» What to do
[A] Answer these from the speech on energy policy below:
(i) What does RSPT stand for?
(ii) Which government does the speaker say should take the energy and resources industry seriously?
(iii) Which bills will the speaker's side not oppose?
[B] For each statement, say yes or no depending on whether it agrees with the speech on energy policy below, and quote the words that decide it:
(i) The speaker says the MRRT is ready for introduction.
(ii) The speaker says there is a long list of failures in the resources, energy, renewable energy and carbon reduction area.
(iii) The speaker's side will oppose the ARENA bills.

Top of Document section

This week, in the oil and gas energy space, we are going to see the introduction of another new tax. Because we have a tax-and-spend government, we are going to see the introduction of the minerals resource tax. And what a disaster that has been! Can anyone remember what RSPT stands for? It stands for resources super profits tax. The reality is that that tax was so badly put together that they had to retreat to the MRRT—and now we hear that even the MRRT is not ready for introduction. But, because this government are so desperate for money—because they can never get it right no matter how long they take—we expect that tax to be introduced into this House before it is in a proper state to be administered.
This is just another example of how, when it comes to the energy space—whether it is renewable energy, fossil fuel energy, energy for export or energy for domestic use—this government cannot get their policies right, and, when they put policies in place, the administration of those policies is a total and complete disaster. I could go on for some time. There is a long and appalling list of failures in the resources, energy, renewable energy and carbon reduction area. In fact, this whole area of energy and carbon reduction is just a political game for those who sit opposite. It is an area that they continually play in and continually mess up.
It is long overdue that the Gillard government take the energy and resources industry seriously, instead of flippantly assuming it will just continue to underpin our economy—regardless of what atrocious policies this government inflict on it and regardless of the failed programs, particularly in the renewable energy area, this government put in place only to watch them crumble and fall to pieces. We believe that there needs to be a far sharper focus by the government and some economic competence to actually manage these programs. That is why we will not be opposing the ARENA bills.

Bottom of Document section
Top of Information

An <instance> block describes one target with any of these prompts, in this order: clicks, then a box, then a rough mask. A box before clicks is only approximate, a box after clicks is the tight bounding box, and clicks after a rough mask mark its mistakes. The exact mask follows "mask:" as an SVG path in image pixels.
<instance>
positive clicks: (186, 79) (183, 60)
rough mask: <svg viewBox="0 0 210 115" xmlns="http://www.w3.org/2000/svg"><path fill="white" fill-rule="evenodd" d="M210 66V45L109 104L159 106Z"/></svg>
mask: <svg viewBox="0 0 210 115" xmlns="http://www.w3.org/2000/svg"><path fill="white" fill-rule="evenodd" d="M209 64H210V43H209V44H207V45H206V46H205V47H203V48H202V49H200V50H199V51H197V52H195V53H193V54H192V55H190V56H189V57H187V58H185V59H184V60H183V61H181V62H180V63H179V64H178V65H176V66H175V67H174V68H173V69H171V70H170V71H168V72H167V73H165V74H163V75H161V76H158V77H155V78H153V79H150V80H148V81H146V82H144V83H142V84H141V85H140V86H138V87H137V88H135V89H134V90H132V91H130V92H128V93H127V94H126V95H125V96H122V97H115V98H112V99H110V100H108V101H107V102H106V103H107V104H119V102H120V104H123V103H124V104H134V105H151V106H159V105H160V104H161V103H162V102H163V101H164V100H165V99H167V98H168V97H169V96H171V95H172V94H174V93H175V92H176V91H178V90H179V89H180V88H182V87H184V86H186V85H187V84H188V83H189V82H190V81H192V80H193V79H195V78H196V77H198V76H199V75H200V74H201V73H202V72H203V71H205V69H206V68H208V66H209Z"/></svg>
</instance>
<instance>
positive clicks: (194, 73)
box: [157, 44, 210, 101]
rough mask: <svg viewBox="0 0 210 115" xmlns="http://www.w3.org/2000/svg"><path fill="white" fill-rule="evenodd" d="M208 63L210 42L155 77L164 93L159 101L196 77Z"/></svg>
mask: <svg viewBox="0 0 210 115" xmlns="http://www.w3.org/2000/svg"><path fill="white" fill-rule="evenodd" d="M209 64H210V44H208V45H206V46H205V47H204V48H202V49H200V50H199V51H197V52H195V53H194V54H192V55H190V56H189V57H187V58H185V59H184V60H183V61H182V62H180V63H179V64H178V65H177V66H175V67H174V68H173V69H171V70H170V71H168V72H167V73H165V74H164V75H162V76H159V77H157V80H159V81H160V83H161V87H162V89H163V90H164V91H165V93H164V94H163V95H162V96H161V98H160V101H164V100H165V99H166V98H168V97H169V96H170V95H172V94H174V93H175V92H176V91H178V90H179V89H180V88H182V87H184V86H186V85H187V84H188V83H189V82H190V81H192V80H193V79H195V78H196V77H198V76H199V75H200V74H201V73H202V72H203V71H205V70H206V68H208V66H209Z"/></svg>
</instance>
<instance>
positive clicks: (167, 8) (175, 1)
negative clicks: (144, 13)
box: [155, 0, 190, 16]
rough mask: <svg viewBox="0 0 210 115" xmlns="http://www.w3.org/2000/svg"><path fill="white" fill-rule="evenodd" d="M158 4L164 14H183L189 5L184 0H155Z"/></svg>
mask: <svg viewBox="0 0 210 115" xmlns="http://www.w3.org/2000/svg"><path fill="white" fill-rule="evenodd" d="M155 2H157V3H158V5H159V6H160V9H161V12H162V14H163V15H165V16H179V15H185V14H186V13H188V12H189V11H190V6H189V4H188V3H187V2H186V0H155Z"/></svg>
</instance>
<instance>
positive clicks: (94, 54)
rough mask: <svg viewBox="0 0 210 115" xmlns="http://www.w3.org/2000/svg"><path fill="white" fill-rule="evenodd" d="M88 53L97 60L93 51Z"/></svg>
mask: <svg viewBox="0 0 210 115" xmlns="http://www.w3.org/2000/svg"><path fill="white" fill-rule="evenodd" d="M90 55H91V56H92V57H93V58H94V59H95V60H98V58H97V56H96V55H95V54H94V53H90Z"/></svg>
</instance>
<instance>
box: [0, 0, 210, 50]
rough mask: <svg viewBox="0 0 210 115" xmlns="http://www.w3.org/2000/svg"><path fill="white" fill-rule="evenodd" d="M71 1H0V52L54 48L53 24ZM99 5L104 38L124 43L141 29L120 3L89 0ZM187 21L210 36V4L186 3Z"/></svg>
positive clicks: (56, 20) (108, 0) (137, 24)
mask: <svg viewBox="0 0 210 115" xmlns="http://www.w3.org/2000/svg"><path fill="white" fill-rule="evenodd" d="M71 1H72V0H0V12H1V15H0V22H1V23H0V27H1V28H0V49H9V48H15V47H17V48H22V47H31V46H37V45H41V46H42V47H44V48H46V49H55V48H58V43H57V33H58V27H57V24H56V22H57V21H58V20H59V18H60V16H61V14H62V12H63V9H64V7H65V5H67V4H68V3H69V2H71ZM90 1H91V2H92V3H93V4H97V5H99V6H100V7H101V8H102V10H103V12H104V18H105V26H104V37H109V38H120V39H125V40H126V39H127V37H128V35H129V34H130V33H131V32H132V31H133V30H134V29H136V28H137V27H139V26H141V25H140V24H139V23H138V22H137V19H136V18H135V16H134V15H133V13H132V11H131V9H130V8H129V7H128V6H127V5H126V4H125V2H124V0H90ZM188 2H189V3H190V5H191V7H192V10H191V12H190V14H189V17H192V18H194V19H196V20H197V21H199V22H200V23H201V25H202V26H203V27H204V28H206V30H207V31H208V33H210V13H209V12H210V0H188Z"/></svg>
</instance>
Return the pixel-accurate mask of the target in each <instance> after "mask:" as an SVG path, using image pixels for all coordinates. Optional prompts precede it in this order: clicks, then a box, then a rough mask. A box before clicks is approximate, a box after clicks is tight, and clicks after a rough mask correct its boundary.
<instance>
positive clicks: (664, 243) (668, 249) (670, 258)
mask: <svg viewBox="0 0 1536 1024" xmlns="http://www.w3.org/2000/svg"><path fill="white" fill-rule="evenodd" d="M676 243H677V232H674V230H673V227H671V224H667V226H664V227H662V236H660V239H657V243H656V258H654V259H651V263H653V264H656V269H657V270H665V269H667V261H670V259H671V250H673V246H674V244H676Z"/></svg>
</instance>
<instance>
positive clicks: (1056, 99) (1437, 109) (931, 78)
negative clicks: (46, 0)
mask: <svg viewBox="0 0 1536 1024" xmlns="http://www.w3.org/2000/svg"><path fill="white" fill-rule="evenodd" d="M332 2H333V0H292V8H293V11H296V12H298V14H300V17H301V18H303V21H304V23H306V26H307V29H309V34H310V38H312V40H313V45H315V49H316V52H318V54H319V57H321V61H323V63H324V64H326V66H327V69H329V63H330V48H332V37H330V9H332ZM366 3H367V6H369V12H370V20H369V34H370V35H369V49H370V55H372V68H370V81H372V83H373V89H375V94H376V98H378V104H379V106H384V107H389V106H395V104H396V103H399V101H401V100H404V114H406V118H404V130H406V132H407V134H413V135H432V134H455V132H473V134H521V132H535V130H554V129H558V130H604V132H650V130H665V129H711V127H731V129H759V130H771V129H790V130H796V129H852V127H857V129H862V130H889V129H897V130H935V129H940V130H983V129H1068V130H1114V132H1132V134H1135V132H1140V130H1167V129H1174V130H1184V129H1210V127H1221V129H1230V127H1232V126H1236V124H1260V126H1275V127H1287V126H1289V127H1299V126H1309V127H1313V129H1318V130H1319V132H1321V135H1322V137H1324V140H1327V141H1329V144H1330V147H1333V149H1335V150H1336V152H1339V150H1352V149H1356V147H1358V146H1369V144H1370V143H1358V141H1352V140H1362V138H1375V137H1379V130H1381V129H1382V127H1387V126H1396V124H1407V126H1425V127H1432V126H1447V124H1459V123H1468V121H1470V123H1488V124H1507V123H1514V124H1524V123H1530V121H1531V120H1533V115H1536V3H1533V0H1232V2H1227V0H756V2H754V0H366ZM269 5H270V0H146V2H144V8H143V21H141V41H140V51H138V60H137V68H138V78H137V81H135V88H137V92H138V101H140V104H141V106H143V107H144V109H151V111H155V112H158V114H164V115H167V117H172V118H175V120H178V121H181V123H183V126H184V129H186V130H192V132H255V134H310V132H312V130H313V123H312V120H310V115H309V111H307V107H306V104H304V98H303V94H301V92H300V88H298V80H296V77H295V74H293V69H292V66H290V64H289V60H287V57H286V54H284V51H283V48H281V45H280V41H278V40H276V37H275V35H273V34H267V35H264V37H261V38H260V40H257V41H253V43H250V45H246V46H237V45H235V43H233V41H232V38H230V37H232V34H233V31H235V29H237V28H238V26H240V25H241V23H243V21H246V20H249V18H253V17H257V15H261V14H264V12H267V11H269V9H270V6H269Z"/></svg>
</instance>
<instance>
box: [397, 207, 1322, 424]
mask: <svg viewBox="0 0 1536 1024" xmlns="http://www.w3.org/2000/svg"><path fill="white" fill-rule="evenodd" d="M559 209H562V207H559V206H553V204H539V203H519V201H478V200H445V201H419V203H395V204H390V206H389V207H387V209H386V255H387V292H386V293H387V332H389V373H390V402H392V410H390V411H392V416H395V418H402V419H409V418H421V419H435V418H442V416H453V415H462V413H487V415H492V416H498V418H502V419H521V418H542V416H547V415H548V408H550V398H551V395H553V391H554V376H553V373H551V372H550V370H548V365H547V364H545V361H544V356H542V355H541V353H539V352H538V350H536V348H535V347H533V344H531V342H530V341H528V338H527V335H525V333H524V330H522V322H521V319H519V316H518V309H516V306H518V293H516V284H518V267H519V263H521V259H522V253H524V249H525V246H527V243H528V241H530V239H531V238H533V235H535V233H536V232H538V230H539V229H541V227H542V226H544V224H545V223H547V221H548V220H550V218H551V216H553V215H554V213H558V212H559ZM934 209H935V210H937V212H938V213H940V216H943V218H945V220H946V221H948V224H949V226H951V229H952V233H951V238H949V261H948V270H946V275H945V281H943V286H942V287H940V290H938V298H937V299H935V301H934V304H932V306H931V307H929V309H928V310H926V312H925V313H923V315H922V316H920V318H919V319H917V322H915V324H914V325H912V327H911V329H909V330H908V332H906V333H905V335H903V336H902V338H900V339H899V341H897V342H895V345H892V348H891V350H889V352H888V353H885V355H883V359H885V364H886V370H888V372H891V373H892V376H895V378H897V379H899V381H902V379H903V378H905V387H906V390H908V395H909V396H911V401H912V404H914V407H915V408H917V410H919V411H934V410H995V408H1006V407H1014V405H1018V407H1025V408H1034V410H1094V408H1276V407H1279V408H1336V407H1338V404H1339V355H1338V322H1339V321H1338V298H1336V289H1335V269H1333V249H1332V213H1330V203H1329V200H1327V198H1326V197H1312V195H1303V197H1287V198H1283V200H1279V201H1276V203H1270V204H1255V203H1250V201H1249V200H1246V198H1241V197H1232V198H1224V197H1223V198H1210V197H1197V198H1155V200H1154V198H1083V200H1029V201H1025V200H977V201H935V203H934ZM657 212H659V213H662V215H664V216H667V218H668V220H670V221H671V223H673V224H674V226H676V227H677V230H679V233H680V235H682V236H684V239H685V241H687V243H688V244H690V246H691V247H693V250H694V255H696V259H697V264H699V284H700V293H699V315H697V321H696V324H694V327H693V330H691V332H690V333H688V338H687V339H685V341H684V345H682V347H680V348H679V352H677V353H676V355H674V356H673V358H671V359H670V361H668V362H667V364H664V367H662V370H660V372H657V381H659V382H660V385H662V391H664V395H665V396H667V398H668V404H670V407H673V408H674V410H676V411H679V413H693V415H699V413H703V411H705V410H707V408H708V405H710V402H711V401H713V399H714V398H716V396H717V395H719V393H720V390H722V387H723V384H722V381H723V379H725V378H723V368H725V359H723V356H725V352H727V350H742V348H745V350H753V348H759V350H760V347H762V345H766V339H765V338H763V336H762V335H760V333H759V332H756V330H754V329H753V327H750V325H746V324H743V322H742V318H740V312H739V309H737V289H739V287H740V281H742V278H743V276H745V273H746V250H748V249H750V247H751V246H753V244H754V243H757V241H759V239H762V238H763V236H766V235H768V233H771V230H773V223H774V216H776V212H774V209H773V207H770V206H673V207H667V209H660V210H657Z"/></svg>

Bottom of Information

» Numbered responses
[A]
(i) Resources super profits tax.
(ii) The Gillard government.
(iii) The ARENA bills.

[B]
(i) No: "even the MRRT is not ready for introduction"
(ii) Yes: "There is a long and appalling list of failures in the resources, energy, renewable energy and carbon reduction area."
(iii) No: "we will not be opposing the ARENA bills"